**WHAT IS EXPECTED**
Copy out all lines bearing the word "records" from the listing below.
*** Begin section ***
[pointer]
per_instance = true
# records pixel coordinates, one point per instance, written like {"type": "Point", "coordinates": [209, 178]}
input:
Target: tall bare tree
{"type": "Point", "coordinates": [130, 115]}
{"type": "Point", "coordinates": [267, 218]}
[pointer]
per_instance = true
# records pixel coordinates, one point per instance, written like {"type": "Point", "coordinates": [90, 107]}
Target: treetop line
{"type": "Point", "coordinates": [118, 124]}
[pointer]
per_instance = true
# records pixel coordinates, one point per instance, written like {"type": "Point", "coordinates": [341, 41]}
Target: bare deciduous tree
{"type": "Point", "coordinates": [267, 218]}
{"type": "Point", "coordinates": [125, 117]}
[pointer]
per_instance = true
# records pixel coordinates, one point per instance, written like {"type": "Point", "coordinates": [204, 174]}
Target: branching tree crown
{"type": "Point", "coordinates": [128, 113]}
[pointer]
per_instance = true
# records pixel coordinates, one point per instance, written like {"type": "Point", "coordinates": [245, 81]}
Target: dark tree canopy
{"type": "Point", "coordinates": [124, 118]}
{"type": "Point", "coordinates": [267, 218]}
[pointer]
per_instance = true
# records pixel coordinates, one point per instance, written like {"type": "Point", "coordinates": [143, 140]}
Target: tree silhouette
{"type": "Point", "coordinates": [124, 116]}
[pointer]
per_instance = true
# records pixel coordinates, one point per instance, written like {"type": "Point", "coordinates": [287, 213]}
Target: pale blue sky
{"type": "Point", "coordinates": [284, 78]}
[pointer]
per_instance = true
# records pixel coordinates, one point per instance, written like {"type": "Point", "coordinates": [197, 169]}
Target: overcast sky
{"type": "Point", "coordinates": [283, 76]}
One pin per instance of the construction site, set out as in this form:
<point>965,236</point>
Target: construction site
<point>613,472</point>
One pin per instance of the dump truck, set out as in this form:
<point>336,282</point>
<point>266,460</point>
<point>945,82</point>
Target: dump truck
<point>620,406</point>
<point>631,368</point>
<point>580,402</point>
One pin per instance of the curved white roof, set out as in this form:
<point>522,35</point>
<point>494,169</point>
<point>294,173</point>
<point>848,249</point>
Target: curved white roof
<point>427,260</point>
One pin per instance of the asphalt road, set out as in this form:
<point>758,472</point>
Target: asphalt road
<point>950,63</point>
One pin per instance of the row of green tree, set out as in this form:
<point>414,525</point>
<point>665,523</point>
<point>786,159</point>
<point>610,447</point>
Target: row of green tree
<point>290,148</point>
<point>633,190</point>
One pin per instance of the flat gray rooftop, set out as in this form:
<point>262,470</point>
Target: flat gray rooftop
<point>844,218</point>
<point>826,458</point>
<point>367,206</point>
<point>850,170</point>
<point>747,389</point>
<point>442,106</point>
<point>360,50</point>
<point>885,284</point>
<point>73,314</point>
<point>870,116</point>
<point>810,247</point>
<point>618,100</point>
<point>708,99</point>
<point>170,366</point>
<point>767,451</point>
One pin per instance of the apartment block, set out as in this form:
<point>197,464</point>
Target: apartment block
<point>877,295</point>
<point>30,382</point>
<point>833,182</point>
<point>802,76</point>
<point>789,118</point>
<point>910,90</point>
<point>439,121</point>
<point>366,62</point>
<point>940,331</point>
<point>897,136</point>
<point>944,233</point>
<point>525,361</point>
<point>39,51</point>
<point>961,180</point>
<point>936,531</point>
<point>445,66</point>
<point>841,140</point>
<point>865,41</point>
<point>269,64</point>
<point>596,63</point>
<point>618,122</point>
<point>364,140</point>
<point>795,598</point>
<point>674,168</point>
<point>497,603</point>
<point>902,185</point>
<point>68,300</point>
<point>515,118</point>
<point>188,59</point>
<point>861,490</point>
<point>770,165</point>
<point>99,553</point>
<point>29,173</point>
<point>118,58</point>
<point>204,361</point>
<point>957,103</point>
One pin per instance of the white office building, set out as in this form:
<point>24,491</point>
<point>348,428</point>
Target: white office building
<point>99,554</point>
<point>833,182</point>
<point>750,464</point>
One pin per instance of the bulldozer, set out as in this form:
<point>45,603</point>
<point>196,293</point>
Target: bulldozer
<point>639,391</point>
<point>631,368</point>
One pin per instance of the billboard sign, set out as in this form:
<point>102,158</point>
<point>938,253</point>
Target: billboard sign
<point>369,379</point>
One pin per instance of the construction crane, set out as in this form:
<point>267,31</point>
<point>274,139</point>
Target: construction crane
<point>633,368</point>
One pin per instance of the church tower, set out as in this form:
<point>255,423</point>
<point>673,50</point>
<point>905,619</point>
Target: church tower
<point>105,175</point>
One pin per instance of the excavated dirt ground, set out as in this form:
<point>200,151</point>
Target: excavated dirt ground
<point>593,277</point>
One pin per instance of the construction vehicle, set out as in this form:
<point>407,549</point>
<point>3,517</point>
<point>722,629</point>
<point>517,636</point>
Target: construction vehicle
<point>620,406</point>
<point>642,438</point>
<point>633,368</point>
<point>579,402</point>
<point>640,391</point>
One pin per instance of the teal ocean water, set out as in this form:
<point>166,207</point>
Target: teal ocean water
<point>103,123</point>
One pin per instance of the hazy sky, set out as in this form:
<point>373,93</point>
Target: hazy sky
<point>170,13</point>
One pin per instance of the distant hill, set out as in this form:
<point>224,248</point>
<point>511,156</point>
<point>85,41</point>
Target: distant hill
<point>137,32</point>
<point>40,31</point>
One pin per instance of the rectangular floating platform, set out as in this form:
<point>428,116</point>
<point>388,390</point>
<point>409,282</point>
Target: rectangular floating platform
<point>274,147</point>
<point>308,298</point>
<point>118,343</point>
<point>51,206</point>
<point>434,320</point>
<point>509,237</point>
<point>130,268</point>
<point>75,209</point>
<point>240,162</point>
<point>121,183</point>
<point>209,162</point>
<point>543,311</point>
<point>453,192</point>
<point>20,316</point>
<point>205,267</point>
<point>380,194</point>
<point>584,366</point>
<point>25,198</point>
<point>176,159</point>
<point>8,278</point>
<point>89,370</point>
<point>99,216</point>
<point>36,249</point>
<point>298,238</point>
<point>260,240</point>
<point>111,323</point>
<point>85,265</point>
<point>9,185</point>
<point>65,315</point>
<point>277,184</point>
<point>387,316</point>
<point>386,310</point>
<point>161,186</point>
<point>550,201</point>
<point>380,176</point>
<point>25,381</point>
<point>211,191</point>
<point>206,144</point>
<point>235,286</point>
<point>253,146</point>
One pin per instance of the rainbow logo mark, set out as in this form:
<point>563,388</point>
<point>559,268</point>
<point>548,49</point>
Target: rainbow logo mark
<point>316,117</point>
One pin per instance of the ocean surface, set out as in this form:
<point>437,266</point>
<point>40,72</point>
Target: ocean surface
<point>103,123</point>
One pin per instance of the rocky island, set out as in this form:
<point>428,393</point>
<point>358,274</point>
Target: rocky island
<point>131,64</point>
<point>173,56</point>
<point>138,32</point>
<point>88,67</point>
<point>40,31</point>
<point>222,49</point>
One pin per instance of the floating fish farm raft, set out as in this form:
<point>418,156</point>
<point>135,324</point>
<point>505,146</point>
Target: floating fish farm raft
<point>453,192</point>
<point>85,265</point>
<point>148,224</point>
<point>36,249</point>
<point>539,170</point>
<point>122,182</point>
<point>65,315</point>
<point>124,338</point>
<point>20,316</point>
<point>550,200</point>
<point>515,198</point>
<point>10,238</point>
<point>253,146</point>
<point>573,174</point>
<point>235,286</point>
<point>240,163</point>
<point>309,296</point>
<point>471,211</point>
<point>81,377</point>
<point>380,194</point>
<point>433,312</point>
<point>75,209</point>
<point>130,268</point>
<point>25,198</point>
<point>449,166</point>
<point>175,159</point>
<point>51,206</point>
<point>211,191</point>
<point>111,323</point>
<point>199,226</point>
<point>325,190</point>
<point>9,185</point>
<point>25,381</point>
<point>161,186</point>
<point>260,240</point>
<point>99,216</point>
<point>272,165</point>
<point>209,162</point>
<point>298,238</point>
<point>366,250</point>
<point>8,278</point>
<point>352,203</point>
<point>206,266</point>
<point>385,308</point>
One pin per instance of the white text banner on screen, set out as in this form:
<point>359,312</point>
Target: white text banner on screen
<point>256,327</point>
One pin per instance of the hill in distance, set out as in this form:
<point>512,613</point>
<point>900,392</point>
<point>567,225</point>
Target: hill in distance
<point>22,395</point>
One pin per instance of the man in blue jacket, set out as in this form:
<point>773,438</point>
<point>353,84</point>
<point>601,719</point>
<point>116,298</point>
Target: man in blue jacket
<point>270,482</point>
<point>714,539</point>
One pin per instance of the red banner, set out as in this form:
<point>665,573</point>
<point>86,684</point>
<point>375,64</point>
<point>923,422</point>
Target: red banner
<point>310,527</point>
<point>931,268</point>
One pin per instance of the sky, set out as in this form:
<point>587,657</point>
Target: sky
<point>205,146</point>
*** End section ***
**OUTPUT FOR THIS TASK**
# records pixel coordinates, one point per instance, written like {"type": "Point", "coordinates": [209, 178]}
# records pixel coordinates, one point per instance, written like {"type": "Point", "coordinates": [90, 107]}
# records pixel coordinates, one point per instance, written like {"type": "Point", "coordinates": [341, 41]}
# records pixel coordinates, one point per instance, written like {"type": "Point", "coordinates": [204, 174]}
# records pixel coordinates, one point per instance, written like {"type": "Point", "coordinates": [245, 81]}
# records pixel coordinates, one point per instance, written like {"type": "Point", "coordinates": [143, 140]}
# records pixel coordinates, one point per instance, written like {"type": "Point", "coordinates": [287, 213]}
# records pixel coordinates, one point per instance, written like {"type": "Point", "coordinates": [197, 169]}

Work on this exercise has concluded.